BEGIN Page extract

From fe3d49a07a6a80f27120c60c8adfca48c9250f9a Mon Sep 17 00:00:00 2001
From: Tasha Upchurch <tasha@hoppingmadgames.com>
Date: Sun, 17 May 2026 06:17:10 +0000
Subject: [PATCH] Enable OCP FP8 scaled mm on gfx12

---
 quark/torch/export/constants.py               | 30 +++++++---
 .../torch/export/nn/modules/qparamslinear.py  |  4 +-
 .../test_fp8_pertensor_kernel.py              | 55 ++++++++++++++++++-
 3 files changed, 77 insertions(+), 12 deletions(-)

diff --git a/quark/torch/export/constants.py b/quark/torch/export/constants.py
index a482da3..114e864 100644
--- a/quark/torch/export/constants.py
+++ b/quark/torch/export/constants.py
@@ -93,7 +93,17 @@
 
 def _check_scaled_mm_available_dev() -> str | None:
     """
-    Determine if torch._scaled_mm is available, there are three return values, None, "hip", "cuda"
+    Determine if torch._scaled_mm is available.
+
+    Return values:
+    - None: no supported scaled-mm path.
+    - "cuda": CUDA scaled-mm path.
+    - "hip_fnuz": ROCm scaled-mm path that requires E4M3 FNUZ conversion.
+    - "hip_ocp": ROCm scaled-mm path that uses OCP E4M3 directly.
+
+    ROCm 7.2 on gfx12 reports both the concrete target, for example gfx1201,
+    and a generic alias, gfx12-generic. The generic alias is not a real ISA
+    version for this check and must not be interpreted as gfx12 < gfx940.
     """
     scaled_mm_available_dev = None
 
@@ -113,17 +123,19 @@ def _check_scaled_mm_available_dev() -> str | None:
             raise RuntimeError("The `rocminfo` command failed or was not found.")
 
         output = result.stdout.strip()
-        matches = re.findall(r"gfx(\d+)", output.lower())
+        matches = [int(match) for match in re.findall(r"gfx(\d{3,4})", output.lower())]
 
-        scaled_mm_available_dev = "hip" if len(matches) > 0 else None
-        for match in matches:
-            version_number = int(match)
-            if version_number < 940:
+        if len(matches) > 0:
+            if any(version_number < 940 for version_number in matches):
                 # In general, all video card models should be the same,
-                # All graphics cards must be eligible
+                # All graphics cards must be eligible.
                 scaled_mm_available_dev = None
-                break
-        if scaled_mm_available_dev == "hip":
+            elif all(version_number >= 950 for version_number in matches):
+                scaled_mm_available_dev = "hip_ocp"
+            else:
+                scaled_mm_available_dev = "hip_fnuz"

END Page extract

**Challenge a**
For each statement below, state whether it agrees with the patch, answering yes or no and quoting the exact words of the patch that decide it. (i) The patch changes three files. (ii) The docstring describes the return value "hip_ocp" as a ROCm path that requires E4M3 FNUZ conversion. (iii) The docstring states that the generic alias gfx12-generic is to be interpreted as gfx12 < gfx940.

BEGIN Data supplied

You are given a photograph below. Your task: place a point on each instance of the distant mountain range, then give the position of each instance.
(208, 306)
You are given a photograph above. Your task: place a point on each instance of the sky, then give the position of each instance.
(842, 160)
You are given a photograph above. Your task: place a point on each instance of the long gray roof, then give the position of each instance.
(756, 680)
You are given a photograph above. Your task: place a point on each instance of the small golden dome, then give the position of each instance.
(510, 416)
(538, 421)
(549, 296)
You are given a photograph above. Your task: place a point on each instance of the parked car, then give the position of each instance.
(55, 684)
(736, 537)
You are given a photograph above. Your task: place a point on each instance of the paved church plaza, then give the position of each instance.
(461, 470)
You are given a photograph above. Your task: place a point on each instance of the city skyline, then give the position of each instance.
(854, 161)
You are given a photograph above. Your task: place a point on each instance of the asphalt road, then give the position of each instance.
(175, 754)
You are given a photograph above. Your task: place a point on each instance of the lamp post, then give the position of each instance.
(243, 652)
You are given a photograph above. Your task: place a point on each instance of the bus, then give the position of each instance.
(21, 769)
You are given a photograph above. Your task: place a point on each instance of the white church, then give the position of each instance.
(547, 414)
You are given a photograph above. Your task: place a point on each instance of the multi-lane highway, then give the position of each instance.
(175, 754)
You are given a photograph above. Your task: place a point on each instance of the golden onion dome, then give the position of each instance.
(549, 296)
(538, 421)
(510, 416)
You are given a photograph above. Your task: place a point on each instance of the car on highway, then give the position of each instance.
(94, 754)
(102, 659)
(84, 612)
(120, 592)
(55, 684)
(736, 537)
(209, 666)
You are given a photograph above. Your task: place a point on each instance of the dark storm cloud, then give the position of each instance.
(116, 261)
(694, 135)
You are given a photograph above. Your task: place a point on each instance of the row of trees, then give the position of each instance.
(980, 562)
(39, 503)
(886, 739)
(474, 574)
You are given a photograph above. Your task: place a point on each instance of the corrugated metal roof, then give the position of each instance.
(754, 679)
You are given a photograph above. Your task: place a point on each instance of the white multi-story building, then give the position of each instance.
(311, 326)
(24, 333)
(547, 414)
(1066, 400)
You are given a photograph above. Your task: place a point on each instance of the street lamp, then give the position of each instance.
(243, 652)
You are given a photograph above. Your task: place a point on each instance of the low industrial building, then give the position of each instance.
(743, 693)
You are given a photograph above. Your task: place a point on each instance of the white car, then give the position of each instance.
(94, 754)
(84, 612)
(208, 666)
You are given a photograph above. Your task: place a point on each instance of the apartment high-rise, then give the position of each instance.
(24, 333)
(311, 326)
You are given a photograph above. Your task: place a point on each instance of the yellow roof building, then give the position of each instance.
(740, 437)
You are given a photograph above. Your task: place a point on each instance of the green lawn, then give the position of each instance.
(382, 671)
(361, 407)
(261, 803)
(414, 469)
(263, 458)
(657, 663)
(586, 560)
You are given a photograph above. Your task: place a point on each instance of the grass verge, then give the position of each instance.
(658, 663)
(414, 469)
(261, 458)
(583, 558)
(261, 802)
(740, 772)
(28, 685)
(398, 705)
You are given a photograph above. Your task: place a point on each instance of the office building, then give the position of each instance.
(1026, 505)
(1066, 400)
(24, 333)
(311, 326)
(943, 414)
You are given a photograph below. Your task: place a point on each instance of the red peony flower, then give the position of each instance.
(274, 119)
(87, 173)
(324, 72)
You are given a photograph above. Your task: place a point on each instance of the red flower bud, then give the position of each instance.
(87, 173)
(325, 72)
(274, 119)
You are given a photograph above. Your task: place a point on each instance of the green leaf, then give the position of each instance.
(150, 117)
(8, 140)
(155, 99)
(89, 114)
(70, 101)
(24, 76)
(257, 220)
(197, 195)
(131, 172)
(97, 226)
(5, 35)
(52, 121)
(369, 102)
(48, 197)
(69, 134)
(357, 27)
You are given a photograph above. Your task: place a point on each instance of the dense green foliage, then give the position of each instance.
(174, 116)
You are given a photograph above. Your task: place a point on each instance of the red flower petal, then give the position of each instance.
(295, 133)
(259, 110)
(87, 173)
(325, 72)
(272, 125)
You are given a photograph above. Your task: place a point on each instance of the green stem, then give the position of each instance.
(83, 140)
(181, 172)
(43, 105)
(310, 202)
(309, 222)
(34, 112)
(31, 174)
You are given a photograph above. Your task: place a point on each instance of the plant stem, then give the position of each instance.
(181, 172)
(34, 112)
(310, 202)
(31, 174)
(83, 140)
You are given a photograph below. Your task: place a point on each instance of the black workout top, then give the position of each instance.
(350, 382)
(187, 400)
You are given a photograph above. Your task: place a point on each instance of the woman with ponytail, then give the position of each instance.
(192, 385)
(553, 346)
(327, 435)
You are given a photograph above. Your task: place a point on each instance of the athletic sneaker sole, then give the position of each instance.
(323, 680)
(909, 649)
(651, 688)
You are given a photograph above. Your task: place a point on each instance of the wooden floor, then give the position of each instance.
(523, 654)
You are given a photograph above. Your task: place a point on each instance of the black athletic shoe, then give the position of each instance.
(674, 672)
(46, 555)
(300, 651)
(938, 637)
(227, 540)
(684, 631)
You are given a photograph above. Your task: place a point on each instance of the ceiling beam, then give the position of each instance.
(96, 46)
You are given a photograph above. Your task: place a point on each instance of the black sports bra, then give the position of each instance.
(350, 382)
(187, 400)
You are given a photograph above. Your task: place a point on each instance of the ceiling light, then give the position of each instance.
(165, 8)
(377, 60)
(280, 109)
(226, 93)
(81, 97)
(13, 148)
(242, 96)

END Data supplied

**Challenge b**
Count the lines of the listing that contain the string "dome", treating case as significant, and give only that number.

**Full response a**
(i) Yes: "3 files changed, 77 insertions(+), 12 deletions(-)".
(ii) No: "ROCm scaled-mm path that uses OCP E4M3 directly".
(iii) No: "must not be interpreted as gfx12 < gfx940".

**Full response b**
2